** Start WORKING DATA **

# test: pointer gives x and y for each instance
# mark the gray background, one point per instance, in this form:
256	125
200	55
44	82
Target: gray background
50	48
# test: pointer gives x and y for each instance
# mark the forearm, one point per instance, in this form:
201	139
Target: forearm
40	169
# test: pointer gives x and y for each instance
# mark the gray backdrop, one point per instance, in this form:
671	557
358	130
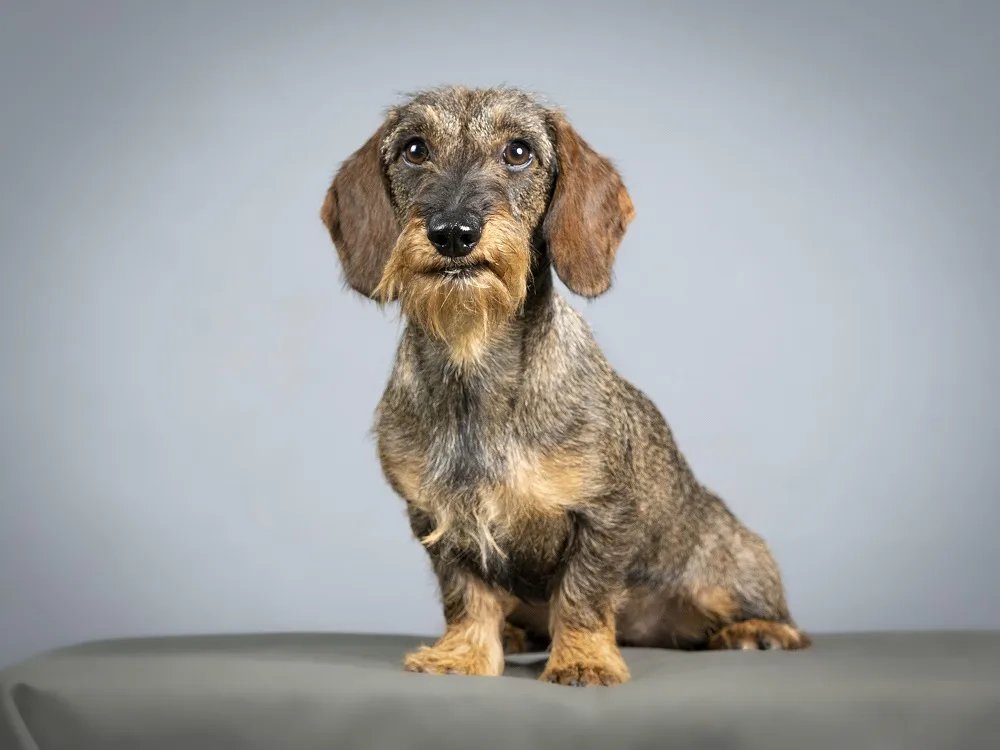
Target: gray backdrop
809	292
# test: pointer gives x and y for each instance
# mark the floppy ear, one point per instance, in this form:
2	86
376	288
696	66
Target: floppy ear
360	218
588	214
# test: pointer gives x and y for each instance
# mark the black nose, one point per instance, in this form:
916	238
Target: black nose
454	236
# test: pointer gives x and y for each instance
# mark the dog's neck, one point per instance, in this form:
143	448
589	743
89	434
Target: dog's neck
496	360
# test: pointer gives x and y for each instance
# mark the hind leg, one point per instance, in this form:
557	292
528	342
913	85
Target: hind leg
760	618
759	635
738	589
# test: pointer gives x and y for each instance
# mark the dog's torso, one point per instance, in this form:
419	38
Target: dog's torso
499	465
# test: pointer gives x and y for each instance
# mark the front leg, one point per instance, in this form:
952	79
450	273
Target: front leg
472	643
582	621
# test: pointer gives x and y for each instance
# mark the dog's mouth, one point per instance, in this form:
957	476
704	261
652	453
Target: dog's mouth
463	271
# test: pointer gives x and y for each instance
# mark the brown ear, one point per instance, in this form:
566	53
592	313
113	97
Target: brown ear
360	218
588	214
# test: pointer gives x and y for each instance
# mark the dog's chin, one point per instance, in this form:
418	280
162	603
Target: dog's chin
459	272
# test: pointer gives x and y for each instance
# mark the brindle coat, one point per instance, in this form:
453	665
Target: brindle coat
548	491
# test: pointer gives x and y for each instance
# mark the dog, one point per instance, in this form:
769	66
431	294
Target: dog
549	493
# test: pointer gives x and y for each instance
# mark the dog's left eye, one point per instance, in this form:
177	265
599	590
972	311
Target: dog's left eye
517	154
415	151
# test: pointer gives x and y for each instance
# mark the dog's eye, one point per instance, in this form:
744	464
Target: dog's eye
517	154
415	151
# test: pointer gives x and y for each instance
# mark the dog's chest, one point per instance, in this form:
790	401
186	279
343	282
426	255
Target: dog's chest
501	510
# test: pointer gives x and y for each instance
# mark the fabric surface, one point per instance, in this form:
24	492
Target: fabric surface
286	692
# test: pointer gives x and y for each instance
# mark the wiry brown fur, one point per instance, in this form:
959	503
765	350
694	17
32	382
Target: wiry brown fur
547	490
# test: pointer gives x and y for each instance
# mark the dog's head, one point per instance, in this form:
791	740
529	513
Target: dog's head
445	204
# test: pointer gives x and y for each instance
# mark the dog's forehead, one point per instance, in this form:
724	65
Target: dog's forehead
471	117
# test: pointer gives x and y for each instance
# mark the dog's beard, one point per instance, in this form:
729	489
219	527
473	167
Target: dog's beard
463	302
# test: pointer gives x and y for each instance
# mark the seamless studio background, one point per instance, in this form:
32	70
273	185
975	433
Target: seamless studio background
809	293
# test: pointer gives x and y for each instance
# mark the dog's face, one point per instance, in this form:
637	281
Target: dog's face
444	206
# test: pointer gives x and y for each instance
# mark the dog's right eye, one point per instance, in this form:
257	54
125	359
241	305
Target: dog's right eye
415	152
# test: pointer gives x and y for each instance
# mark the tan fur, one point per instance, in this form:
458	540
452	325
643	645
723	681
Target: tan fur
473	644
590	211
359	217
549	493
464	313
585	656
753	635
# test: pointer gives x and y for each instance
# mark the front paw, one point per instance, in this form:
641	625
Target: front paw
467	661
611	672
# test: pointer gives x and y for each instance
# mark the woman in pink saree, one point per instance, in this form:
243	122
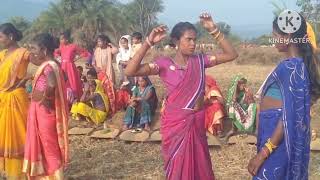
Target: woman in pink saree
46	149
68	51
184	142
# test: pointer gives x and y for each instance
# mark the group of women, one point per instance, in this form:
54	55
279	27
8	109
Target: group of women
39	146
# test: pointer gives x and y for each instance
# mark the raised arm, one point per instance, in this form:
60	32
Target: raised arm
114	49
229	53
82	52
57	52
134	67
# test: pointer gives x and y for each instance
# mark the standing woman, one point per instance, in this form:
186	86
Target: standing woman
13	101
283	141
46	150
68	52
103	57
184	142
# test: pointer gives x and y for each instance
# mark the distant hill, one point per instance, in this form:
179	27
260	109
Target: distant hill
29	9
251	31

** End WORKING DATA **

* [REQUEST] From the material above, reproduce everything verbatim except the pictures.

* [OUTPUT OF THE TASK]
# test: pointer gives x and y for each instance
# mark the gray background, one point per instance, in this form:
256	125
200	55
44	82
Target: gray background
50	48
# test: pointer gives x and y for each instance
# mark the forearm, one point per instance, in this form:
201	139
Target: forearm
40	169
# test: pointer gives x and y for each instance
# mark the gray backdrop, one point per instance, in this form:
671	557
358	130
Target: gray backdrop
809	292
# test: pointer gives x and y for each instance
# mark the floppy ear, one point per instance, in this form:
2	86
376	288
696	66
Target: floppy ear
360	218
588	214
# test: pointer gives x and y for each instance
# mark the black nose, one point per instance, in this form:
916	238
Target: black nose
454	236
# test: pointer gives x and y for each instance
# mark the dog's neck, one point per instance, in this form:
143	448
589	743
89	434
Target: dog's neck
496	360
# test: pointer gives x and y for each instance
# mark the hind leg, one point per instance, in this form:
557	292
528	342
913	85
Target: hind leg
760	618
759	635
738	589
# test: pointer gives x and y for each instance
# mark the dog's torso, one point per instance, in this form:
419	38
Target: dog's torso
499	465
# test: pointer gives x and y for each instance
# mark the front leg, one point per instance, in this form:
952	79
450	273
Target: front leg
472	643
582	621
# test: pointer gives x and y for each instance
# mark the dog's mouth, one point per instance, in this form:
957	476
704	261
652	453
Target: dog's mouth
463	271
# test: pointer gives x and y for each instance
# mark the brown ear, one point per instance, in this form:
566	53
592	313
113	97
Target: brown ear
360	218
588	214
# test: pointer gives x and y for each instance
# mark the dog's chin, one point per instance, in this form:
418	280
162	603
Target: dog's chin
459	272
# test: pointer gives x and y for each instance
# mark the brindle coat, one point per instance, in this form:
453	665
Target: brindle coat
548	491
# test: pointer gives x and y for each instance
# mark the dog, one point per instance, in this form:
769	66
431	294
Target: dog
549	493
# test: pointer gives x and y for each instance
# mark the dog's left eye, one point per instance, in this form:
177	265
599	590
972	311
Target: dog's left eye
517	154
415	151
# test: pointer gives x and y for each instance
# mark the dog's eye, one point per instance, in this form:
744	464
Target: dog's eye
517	154
415	151
# test: pointer gives x and y for each instance
# mark the dog's chest, one point per instance, in this form:
790	401
186	279
343	282
426	255
Target: dog's chest
501	510
# test: pointer gives x and y for each instance
# mark the fabric surface, one point per instance, in this form:
24	492
Target: fabric surface
286	692
# test: pointer gives x and y for each instance
# mark the wiry brown fur, one point per instance, in this form:
959	503
765	350
694	17
32	382
Target: wiry brown fur
547	490
# test: pointer gives x and y for each instance
# mark the dog's head, one point per instance, in this form:
791	740
529	513
Target: dog's head
445	204
# test: pointer gives x and y for each instance
# mark the dog's forehead, one point per instance, in this form:
724	65
Target: dog's forehead
471	117
# test: pointer gives x and y for each instance
# mark the dog's beard, one point per instance, in this form:
729	489
219	527
473	167
Target: dog's beard
463	302
# test: pointer gives x and y for each instance
# mark the seamless studio background, one point per instance, in this form:
32	70
273	185
975	433
Target: seamless studio background
809	293
# test: pointer gives x and y for each instance
# mark the dog's face, one point per instance, in this form:
637	281
Target: dog's face
444	206
# test: pointer gives x and y for each instance
# mark the dog's right eye, one point per instance, in this form:
257	54
125	359
241	305
Target: dog's right eye
415	152
# test: pointer gives x and y for each instance
# mark the tan fur, one point per instance, in this form:
458	540
452	325
643	645
723	681
Target: tan fur
473	644
590	211
359	217
549	493
464	313
585	656
753	635
# test: pointer gives x and y for each instance
# mark the front paw, one point per instance, in this form:
641	625
Target: front paw
467	661
611	672
# test: pointer gives x and y for each instance
# mark the woman in pink saree, one point per instance, in this form:
243	122
Target: woman in pink saree
46	149
68	51
184	142
# test: pointer gives x and y for each instance
# mark the group of women, one point per instance, in this form:
54	55
279	27
8	109
Target: group of women
39	146
# test: pointer gives x and y for each instance
# mark the raised arm, one point per instance, in this form:
60	32
Target: raised arm
114	49
229	53
82	52
57	52
134	67
# test: pointer gives x and y for each instance
# mark the standing woman, one point per instance, in this form:
186	86
Target: standing woman
13	101
283	141
46	150
68	52
103	57
184	142
# test: pointer gives x and y for each instance
# mark the distant hill, one point per instance, in this form:
179	27
260	109
Target: distant hill
29	9
251	31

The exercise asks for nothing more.